Emit a verbatim copy of the lines running from the line with "Would you be so kind as to locate the gravel" through the end of the material below.

Stored items
━━━━━━━━

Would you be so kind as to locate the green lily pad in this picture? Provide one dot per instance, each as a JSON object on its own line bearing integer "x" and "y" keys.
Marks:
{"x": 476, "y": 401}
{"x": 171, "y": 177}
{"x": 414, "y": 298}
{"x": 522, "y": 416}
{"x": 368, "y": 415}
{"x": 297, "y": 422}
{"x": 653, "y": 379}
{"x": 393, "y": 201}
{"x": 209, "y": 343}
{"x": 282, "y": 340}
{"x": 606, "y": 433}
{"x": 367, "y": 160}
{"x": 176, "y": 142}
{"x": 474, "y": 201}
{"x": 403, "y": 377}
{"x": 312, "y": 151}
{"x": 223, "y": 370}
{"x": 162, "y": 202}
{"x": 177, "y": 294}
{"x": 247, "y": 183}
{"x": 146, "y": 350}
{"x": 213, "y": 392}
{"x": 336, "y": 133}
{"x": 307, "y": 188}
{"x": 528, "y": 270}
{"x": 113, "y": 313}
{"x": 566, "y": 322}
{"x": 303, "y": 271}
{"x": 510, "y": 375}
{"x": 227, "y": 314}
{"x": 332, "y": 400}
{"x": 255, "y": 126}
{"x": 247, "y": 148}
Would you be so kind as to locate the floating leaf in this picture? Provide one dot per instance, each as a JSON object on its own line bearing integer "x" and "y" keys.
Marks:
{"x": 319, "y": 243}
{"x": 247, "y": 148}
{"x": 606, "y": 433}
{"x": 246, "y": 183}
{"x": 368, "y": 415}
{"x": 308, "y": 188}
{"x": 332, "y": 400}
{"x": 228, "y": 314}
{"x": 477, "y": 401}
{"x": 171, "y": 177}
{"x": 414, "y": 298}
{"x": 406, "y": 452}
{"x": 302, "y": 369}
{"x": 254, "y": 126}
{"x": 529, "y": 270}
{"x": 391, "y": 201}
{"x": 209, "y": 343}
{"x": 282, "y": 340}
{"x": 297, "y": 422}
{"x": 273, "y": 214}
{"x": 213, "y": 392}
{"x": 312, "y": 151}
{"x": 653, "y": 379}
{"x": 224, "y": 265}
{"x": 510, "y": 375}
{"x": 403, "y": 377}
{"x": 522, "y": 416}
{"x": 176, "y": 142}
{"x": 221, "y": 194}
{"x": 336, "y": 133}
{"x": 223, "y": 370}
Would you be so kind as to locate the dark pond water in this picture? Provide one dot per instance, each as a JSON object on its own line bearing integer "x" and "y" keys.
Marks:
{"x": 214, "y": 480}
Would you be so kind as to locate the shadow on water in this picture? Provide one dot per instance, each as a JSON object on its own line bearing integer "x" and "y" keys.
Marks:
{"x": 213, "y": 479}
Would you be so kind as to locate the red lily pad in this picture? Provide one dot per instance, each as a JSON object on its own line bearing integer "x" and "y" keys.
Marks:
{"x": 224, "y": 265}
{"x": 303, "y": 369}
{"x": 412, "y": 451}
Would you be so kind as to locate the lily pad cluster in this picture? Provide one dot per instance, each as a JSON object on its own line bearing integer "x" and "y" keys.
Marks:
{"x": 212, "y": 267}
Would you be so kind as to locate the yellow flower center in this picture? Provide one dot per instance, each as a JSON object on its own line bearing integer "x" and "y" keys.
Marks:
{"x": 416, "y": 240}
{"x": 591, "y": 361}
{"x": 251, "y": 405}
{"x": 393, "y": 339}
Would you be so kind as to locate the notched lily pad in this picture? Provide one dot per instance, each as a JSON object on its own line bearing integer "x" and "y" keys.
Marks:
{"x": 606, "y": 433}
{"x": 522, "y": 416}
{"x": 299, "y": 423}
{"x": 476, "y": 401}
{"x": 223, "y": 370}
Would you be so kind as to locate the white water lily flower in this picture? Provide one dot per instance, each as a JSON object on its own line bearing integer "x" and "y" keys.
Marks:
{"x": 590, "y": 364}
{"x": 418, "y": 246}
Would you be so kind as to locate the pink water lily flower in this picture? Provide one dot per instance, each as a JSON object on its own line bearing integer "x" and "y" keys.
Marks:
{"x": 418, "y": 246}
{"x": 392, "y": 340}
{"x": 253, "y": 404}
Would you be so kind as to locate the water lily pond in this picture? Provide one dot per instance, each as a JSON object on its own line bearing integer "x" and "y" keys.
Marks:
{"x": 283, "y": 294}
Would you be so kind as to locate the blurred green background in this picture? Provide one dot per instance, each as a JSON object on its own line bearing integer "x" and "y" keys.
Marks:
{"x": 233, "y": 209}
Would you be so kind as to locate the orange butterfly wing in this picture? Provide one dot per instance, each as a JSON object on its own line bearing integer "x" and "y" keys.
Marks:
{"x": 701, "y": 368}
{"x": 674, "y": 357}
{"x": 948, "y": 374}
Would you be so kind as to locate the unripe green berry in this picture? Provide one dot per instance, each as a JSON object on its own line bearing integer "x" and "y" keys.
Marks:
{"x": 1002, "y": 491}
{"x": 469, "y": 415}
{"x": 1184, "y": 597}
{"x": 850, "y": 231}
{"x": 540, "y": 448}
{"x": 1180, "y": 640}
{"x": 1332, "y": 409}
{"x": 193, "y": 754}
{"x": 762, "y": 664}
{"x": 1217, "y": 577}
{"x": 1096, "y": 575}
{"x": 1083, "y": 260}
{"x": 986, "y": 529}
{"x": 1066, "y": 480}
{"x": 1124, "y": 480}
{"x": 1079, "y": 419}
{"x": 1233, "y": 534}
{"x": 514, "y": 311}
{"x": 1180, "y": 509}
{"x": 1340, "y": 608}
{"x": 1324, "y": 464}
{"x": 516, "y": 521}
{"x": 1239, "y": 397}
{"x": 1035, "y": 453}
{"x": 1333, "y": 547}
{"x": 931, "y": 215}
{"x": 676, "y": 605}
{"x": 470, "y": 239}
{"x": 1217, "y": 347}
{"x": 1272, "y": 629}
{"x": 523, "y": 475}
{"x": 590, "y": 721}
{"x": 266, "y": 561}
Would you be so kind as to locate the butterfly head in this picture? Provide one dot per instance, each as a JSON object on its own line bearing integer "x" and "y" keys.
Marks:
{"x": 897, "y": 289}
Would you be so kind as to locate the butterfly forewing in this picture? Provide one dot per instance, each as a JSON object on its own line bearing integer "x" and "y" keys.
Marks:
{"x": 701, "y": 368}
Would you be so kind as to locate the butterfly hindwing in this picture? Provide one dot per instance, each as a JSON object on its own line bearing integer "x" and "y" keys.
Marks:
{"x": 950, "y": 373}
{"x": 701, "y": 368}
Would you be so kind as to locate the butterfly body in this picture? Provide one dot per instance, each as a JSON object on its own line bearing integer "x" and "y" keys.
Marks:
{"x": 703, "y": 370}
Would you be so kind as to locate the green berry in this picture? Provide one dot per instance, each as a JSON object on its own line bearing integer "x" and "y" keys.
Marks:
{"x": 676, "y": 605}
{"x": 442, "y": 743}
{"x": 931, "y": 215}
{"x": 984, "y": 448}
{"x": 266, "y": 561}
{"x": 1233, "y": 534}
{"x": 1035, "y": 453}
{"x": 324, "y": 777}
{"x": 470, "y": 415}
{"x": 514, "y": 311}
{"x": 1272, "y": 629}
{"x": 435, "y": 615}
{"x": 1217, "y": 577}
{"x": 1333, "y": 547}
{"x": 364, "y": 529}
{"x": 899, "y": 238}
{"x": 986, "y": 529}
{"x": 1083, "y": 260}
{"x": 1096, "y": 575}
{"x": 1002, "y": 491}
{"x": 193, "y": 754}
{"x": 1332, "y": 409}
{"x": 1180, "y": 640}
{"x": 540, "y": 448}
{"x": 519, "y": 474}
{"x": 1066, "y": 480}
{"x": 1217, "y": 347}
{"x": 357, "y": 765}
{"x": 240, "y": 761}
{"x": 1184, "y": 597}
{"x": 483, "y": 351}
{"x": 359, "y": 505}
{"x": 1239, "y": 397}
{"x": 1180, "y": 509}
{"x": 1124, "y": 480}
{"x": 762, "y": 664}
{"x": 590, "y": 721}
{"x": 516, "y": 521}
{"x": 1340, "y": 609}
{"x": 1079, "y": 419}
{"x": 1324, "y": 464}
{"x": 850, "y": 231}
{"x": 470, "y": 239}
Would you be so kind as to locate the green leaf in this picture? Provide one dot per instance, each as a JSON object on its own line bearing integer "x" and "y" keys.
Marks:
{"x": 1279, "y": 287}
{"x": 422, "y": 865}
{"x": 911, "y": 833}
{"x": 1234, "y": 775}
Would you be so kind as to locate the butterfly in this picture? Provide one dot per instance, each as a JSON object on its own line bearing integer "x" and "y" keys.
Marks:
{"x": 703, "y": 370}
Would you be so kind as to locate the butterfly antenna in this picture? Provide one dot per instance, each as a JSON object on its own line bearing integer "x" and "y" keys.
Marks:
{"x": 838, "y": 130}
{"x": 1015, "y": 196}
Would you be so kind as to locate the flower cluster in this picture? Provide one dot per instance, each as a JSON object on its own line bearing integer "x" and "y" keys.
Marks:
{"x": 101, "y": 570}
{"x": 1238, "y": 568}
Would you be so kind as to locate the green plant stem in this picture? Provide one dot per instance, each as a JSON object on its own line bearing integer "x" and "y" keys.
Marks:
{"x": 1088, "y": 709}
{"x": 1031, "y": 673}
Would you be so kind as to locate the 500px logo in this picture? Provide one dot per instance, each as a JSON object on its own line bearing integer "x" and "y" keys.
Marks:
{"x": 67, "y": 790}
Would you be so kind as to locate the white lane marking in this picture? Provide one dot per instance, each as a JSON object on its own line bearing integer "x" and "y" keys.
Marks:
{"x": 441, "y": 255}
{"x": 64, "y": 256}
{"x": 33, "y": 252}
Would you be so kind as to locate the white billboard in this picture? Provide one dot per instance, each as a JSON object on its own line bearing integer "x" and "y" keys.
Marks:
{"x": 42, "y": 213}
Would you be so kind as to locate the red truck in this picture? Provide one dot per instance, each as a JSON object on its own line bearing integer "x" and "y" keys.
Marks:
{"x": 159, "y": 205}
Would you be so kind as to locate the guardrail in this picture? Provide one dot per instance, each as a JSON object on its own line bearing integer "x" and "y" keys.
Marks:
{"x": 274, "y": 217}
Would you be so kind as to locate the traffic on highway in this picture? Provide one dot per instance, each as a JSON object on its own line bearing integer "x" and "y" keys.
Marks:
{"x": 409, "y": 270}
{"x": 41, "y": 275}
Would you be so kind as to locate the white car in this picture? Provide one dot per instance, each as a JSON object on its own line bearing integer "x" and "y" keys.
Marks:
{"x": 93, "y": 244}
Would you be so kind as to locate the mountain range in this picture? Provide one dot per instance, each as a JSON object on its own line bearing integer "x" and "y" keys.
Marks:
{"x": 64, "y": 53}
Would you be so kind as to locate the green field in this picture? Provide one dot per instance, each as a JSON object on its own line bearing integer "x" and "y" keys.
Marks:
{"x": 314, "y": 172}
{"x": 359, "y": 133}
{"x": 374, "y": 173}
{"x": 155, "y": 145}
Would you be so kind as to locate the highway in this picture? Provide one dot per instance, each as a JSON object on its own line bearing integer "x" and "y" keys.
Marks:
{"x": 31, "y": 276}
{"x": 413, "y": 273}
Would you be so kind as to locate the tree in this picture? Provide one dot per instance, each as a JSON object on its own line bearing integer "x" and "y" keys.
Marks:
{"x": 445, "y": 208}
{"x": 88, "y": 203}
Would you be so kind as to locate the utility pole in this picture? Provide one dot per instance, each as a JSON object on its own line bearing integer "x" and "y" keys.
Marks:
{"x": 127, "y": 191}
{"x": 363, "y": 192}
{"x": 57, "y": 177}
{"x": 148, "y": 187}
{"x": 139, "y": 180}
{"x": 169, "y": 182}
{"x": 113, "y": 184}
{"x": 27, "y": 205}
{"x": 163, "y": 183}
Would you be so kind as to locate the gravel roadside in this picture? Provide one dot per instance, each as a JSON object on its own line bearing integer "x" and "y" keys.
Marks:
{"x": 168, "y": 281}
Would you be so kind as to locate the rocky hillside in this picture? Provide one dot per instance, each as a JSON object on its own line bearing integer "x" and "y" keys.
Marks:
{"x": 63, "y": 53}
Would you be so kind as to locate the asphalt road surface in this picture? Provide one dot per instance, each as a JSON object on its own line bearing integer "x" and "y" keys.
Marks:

━━━━━━━━

* _RIGHT ANSWER_
Would you be so kind as to locate the gravel roadside in this picture? Provide one dot per instance, each as a JSON object on its own line bearing integer "x" and "y" keys.
Marks:
{"x": 168, "y": 281}
Would you be so kind as to locate the rocky hillside in this picture? Provide one dot per instance, each as a JSON object on its own line bearing integer "x" and "y" keys.
Marks:
{"x": 63, "y": 53}
Would you be so kind as to locate the asphalt road surface in this picture? Provide one dot per instance, each as a JSON object on its own line bearing integer "x" and "y" keys.
Marks:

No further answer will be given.